### PROMPT
Look through the data below for the string "crane", and copy every line where it turns up.

# # #

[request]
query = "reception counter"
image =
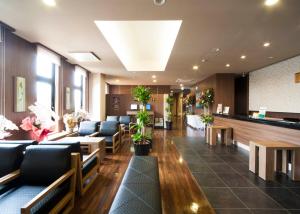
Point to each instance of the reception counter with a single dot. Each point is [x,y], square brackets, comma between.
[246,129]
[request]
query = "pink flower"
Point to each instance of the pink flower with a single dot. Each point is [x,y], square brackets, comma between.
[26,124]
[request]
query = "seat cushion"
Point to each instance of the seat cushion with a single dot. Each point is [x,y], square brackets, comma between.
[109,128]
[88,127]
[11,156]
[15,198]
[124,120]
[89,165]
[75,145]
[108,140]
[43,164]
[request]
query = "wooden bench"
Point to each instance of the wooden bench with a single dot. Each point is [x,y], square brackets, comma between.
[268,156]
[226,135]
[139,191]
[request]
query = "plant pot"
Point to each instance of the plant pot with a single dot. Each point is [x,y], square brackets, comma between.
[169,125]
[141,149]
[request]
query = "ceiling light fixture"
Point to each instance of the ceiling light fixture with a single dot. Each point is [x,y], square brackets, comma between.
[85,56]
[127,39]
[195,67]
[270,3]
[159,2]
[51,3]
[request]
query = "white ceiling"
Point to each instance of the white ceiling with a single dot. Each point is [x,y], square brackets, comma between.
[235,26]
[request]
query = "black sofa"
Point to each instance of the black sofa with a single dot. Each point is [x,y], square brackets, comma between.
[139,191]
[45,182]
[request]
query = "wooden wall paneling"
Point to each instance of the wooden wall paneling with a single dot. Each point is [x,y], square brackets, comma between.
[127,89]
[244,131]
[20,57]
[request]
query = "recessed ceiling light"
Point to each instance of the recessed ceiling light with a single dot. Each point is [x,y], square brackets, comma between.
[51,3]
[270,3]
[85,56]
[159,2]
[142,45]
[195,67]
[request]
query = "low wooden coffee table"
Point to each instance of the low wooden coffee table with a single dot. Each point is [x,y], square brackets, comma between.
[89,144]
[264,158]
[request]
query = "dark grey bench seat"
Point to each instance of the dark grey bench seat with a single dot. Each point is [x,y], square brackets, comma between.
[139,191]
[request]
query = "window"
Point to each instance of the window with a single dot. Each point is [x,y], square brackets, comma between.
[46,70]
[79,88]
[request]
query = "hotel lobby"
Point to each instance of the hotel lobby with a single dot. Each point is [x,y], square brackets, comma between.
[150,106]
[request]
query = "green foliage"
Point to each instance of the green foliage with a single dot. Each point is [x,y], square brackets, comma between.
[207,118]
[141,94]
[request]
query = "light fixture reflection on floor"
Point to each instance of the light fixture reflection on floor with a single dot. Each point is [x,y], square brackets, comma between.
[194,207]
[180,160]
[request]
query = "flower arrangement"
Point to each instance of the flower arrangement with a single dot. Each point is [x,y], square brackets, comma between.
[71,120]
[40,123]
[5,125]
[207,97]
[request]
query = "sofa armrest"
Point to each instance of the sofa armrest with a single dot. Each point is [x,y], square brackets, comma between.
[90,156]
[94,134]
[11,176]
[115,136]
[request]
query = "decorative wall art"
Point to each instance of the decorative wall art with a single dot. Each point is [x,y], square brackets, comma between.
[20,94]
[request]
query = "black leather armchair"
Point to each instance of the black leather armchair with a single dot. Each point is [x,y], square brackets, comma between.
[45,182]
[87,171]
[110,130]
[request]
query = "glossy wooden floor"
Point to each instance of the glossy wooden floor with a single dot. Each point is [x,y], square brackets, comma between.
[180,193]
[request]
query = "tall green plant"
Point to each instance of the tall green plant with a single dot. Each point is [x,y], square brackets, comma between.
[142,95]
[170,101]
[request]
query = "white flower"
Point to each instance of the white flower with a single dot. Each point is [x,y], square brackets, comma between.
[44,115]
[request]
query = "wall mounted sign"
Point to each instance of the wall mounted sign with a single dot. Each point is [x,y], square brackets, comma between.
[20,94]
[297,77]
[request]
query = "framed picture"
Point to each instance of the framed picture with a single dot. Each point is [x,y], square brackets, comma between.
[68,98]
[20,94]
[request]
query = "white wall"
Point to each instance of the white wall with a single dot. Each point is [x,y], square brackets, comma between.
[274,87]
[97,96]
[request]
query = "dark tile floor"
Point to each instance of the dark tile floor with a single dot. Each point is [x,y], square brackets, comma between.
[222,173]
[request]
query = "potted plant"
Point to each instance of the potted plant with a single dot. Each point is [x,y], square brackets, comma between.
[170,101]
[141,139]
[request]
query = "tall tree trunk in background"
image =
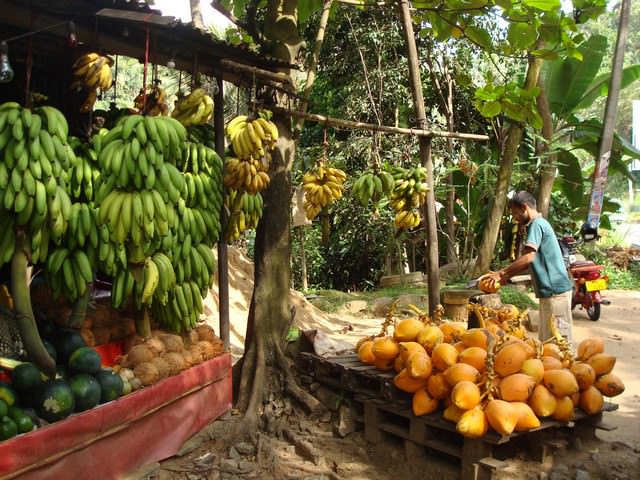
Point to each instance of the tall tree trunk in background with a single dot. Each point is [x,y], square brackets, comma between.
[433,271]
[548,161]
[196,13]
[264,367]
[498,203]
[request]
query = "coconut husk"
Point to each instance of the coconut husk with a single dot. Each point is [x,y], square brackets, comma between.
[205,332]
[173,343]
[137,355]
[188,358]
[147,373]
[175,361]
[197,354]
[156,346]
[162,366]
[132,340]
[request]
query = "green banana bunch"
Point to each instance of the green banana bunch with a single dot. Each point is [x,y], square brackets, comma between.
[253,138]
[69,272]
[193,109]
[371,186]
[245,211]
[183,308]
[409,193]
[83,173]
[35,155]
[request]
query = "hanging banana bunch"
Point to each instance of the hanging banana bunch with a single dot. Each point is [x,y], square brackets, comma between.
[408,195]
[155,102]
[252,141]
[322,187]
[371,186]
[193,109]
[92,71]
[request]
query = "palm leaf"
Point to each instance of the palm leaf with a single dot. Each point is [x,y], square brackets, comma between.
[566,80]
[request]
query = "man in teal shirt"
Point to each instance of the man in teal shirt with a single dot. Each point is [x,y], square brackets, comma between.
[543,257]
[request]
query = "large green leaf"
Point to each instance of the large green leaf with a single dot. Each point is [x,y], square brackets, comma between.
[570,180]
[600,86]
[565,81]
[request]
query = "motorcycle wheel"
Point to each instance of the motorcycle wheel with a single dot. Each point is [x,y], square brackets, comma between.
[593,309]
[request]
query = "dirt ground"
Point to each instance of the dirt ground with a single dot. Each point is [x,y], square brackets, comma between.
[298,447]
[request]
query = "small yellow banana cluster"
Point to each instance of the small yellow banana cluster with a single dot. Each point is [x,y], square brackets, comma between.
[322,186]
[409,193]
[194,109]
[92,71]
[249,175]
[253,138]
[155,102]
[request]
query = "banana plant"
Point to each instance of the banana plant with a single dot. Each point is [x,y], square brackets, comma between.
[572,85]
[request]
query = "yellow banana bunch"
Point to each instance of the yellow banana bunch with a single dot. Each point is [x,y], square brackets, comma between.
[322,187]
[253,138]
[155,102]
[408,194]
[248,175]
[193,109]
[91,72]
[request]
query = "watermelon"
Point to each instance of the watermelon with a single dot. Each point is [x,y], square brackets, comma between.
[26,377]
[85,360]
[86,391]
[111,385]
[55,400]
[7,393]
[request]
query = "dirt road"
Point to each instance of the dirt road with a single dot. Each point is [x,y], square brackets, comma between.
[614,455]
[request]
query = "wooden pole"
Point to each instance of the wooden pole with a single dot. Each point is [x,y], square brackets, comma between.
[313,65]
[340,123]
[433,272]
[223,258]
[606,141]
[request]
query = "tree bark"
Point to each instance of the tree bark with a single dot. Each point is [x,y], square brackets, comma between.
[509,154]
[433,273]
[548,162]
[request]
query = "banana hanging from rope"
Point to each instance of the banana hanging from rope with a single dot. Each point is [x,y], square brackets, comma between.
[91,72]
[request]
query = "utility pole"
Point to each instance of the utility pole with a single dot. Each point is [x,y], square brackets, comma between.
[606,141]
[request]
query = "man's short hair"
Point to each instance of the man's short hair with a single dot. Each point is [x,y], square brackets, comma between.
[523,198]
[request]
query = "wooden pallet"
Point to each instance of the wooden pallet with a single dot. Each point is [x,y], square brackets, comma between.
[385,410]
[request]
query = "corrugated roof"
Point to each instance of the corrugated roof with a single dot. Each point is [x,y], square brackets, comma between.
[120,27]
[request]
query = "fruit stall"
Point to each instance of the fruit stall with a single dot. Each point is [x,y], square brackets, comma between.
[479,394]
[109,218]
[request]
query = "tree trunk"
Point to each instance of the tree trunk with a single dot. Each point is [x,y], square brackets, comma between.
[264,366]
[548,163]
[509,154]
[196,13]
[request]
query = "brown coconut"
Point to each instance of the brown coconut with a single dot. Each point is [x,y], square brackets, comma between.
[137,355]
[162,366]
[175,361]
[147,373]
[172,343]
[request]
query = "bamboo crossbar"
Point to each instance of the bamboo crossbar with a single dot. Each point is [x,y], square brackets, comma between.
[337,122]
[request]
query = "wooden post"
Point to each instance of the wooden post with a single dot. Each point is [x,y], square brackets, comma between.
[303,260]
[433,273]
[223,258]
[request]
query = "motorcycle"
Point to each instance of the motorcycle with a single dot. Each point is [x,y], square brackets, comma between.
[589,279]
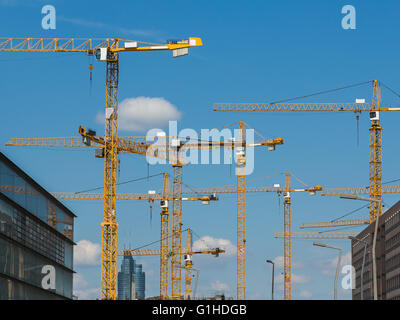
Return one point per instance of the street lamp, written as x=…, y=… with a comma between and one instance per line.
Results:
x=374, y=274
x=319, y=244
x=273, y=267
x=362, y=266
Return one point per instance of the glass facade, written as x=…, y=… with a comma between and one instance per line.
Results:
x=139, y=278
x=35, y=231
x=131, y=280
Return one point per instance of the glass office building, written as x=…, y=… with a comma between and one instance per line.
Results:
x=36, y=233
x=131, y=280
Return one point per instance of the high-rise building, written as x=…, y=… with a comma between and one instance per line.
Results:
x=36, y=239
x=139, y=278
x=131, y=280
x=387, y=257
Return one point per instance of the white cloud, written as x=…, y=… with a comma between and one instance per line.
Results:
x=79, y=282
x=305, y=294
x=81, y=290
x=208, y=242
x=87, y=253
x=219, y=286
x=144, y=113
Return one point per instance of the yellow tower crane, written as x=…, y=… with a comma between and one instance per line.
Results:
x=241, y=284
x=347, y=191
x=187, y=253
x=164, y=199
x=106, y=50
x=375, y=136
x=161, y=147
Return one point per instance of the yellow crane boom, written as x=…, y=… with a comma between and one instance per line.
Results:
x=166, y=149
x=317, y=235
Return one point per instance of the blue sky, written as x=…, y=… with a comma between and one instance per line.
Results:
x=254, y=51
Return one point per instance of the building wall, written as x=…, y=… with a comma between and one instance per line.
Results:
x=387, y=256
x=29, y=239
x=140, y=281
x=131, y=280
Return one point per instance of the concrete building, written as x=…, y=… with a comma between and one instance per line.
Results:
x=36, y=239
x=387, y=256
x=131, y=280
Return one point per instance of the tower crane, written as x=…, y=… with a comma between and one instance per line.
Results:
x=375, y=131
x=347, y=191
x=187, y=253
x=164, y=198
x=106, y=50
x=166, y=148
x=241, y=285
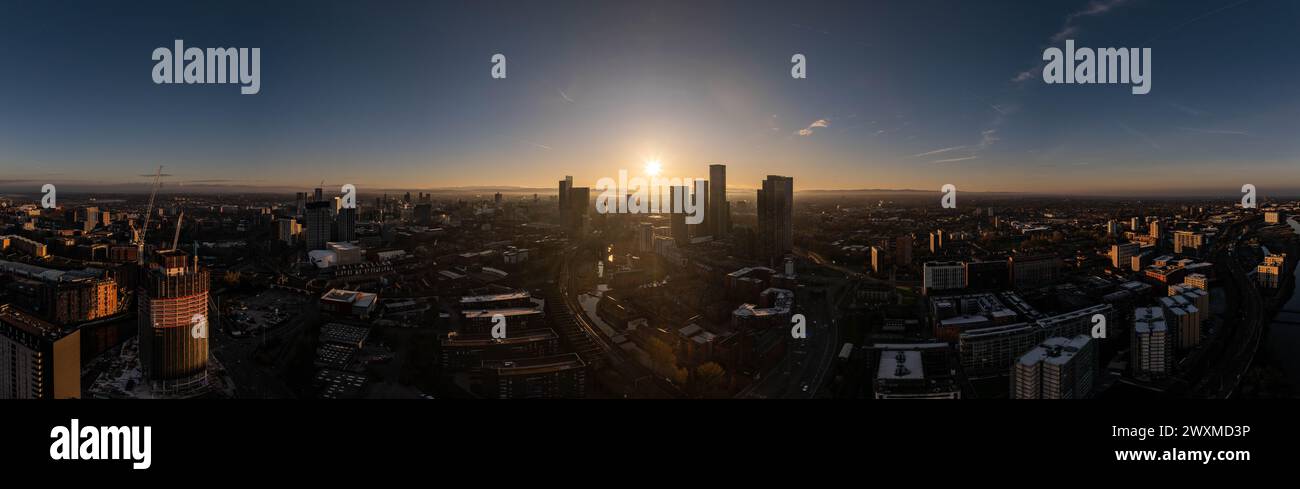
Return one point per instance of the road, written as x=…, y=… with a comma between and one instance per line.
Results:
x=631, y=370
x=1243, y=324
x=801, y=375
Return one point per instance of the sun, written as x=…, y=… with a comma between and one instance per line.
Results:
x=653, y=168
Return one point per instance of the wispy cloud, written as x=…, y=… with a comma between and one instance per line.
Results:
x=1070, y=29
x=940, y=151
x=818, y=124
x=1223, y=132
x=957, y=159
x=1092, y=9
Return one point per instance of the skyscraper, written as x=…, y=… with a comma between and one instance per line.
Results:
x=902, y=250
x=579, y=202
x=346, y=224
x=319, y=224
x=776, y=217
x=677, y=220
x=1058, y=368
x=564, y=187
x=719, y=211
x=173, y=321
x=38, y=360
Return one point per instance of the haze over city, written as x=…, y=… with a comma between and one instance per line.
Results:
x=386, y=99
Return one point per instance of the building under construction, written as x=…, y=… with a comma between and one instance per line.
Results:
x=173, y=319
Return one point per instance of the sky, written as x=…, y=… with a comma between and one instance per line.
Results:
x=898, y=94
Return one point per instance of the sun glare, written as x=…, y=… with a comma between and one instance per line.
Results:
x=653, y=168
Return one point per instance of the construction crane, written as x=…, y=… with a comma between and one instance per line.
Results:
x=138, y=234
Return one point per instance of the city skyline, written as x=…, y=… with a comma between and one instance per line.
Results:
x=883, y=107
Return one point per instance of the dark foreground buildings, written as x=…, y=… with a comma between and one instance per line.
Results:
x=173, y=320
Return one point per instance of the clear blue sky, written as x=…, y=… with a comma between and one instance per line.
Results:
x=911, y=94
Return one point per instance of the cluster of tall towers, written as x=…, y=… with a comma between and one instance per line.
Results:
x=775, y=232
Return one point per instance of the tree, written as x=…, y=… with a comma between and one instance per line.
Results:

# # #

### ANSWER BELOW
Return one point per instance of the yellow tower crane, written as x=…, y=… with a comma between and one instance per line.
Return one point per instance of the yellow crane boom, written as x=…, y=… with a comma between and one instance per line.
Return one point per instance of the tower crane, written as x=…, y=… with a comma between and one instance per line.
Return one point per instance of the construction crane, written as x=…, y=… with a comma between and one instance per line.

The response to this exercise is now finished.